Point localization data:
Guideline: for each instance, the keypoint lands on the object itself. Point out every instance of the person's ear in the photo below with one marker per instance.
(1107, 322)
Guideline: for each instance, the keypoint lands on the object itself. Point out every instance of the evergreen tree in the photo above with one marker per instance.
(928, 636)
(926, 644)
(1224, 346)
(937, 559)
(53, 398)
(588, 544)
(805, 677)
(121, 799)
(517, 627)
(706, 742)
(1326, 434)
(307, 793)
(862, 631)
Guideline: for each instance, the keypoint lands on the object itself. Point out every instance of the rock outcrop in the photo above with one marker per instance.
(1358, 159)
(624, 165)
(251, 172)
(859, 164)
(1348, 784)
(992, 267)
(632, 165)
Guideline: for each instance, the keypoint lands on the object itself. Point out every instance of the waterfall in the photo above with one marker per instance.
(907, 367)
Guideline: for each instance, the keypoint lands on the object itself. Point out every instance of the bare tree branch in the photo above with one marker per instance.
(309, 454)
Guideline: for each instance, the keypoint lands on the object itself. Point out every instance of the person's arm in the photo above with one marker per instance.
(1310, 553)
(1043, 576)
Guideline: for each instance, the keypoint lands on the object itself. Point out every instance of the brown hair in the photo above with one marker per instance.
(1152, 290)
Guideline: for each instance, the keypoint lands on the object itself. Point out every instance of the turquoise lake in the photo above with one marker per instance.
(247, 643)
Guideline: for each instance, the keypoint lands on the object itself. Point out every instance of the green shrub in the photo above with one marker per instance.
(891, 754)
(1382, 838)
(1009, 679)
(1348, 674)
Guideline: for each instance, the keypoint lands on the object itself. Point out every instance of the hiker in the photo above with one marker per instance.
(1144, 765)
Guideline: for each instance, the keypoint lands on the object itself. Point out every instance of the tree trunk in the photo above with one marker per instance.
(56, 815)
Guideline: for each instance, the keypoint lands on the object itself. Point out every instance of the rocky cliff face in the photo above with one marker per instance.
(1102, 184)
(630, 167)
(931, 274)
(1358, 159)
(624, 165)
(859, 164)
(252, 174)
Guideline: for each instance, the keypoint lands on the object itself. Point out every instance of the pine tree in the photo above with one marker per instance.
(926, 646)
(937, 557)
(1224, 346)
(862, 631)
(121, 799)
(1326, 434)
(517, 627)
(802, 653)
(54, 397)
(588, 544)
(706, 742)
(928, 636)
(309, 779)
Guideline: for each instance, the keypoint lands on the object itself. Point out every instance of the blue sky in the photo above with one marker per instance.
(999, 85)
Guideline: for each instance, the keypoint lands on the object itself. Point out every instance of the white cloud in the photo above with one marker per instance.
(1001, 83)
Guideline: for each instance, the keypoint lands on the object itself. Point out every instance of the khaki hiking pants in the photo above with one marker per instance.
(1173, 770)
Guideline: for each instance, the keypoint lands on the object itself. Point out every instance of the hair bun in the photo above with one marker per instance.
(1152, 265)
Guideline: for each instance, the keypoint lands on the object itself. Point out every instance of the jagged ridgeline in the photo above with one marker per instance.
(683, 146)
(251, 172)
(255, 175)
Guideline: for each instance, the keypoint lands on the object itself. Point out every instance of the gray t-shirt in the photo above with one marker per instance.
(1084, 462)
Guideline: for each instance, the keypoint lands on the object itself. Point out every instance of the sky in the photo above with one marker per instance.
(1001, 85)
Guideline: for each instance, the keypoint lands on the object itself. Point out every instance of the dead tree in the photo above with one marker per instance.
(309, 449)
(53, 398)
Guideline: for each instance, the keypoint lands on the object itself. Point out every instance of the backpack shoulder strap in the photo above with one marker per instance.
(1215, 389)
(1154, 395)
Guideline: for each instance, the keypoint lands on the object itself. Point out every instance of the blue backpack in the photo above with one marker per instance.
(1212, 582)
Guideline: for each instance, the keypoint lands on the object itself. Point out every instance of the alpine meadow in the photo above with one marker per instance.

The task
Each entry shown above should be copied out exactly.

Answer to this exercise
Guideline: for each instance, the keypoint lands on the object itself. Point out every instance of the person's ear in the photo below with one marker per instance.
(1107, 322)
Guideline: for each instance, the keypoint lands on the object itself. Point out every instance of the evergreen tree in the photo above with one marker per instance.
(928, 636)
(926, 644)
(1224, 346)
(937, 559)
(53, 398)
(588, 544)
(805, 677)
(121, 799)
(517, 627)
(706, 742)
(1326, 434)
(307, 793)
(862, 631)
Guideline: for each instance, the keypoint lands on the object itself. Point out every instance of the rock outcrop in the photo above with one marker per instance.
(1358, 159)
(624, 165)
(251, 172)
(859, 164)
(1348, 784)
(992, 267)
(632, 165)
Guideline: for each instance, the keypoint lands on the object itself. Point out every instance of the waterfall in the photo above with one marker per instance.
(907, 367)
Guideline: for each instance, the keypoint lands on the object itself. Point out every instance of the bare tree branch in the photo above with one marker per instance.
(309, 454)
Guideline: for each instance, the keypoint lands on the object itself. Point out every instance of the person's arm in the photo above with one marker per instance.
(1310, 553)
(1043, 576)
Guideline: for each instance, the keypoint lands on the object itself. Point out every instance of the brown hair in the photo above with one marker per instance.
(1152, 290)
Guideline: for each instance, the keypoint lands on the object itself. Point out every instance of the turquoise lake in the photo above with one marker per instance.
(247, 643)
Guideline: for each instance, the keypoint lands on the object itself. Point out every instance of the green shrub in the photo above with one marker per instance.
(891, 754)
(1382, 838)
(1009, 679)
(1348, 674)
Guideline: for each instance, the keypoint lands on the object itself. Point out every instance of the hiker in the photo above with one marker per instance.
(1144, 765)
Guideline: for each instance, the keypoint lands on the object itself. Point out every instance of the tree trunk in the photo above with one marker per instance.
(56, 815)
Guideline: for each instance, the keypoint lands on the object itself. Point out every instance of the rocky cliff face in the photo above with one marker per instance.
(1102, 184)
(630, 167)
(931, 274)
(1358, 159)
(624, 165)
(859, 164)
(252, 174)
Guideline: for each instance, the keypoint lands on the object itself. Point out every instance of the pine tree in the photo above with one marker per instance.
(926, 646)
(937, 557)
(1224, 346)
(862, 631)
(121, 799)
(1326, 434)
(517, 627)
(802, 653)
(54, 397)
(588, 544)
(706, 742)
(928, 636)
(309, 779)
Guideline: for each instance, the keypoint lands on the object itself. Point out every instance of the blue sky in the photo above with one marker per instance.
(999, 85)
Guideline: for each instance, the keypoint lands on the object itself. Point out every instance of the white cloud in the photo above with one marker per instance.
(1001, 83)
Guideline: for each instance, the keypoint lands on the object itself. Point out every instance of the khaki hiking pants in the photo above with one marker per instance.
(1173, 770)
Guideline: for each instance, the keypoint lands on the object itself. Point out every instance of the hair bun in the photo above with one marker per instance.
(1152, 265)
Guideline: for each instance, the keypoint lands on the object itself. Point out every instance of the jagged ridgeline in the photo above with one marker per instance.
(683, 146)
(251, 172)
(255, 175)
Guideline: for each instance, the keypoint lands on the object itself. Point out every instance of the gray t-shirt in the photo above with one marker per instance.
(1084, 462)
Guideline: for each instance, the keypoint lands on the object itself. Point out every instance of the sky in the photo above with one marker per instance.
(1001, 85)
Guideline: for each instance, the keypoint lands on the object itself. Point out every instance of the dead tree in the photo above with one marker per instance.
(309, 449)
(53, 398)
Guideline: for each instance, the keypoint lands on the object itself. Point out every instance of the backpack shoulder strap in the photo above with one marker per instance.
(1215, 389)
(1154, 395)
Guideline: for each instance, the keypoint lands on the object itself. Point out every instance of the blue backpack in the photo above with one marker per instance.
(1212, 582)
Guideline: for each instance, the keypoint lands on the object itself. Point out every instance of the alpine meadow in the photo above with one marker per instance.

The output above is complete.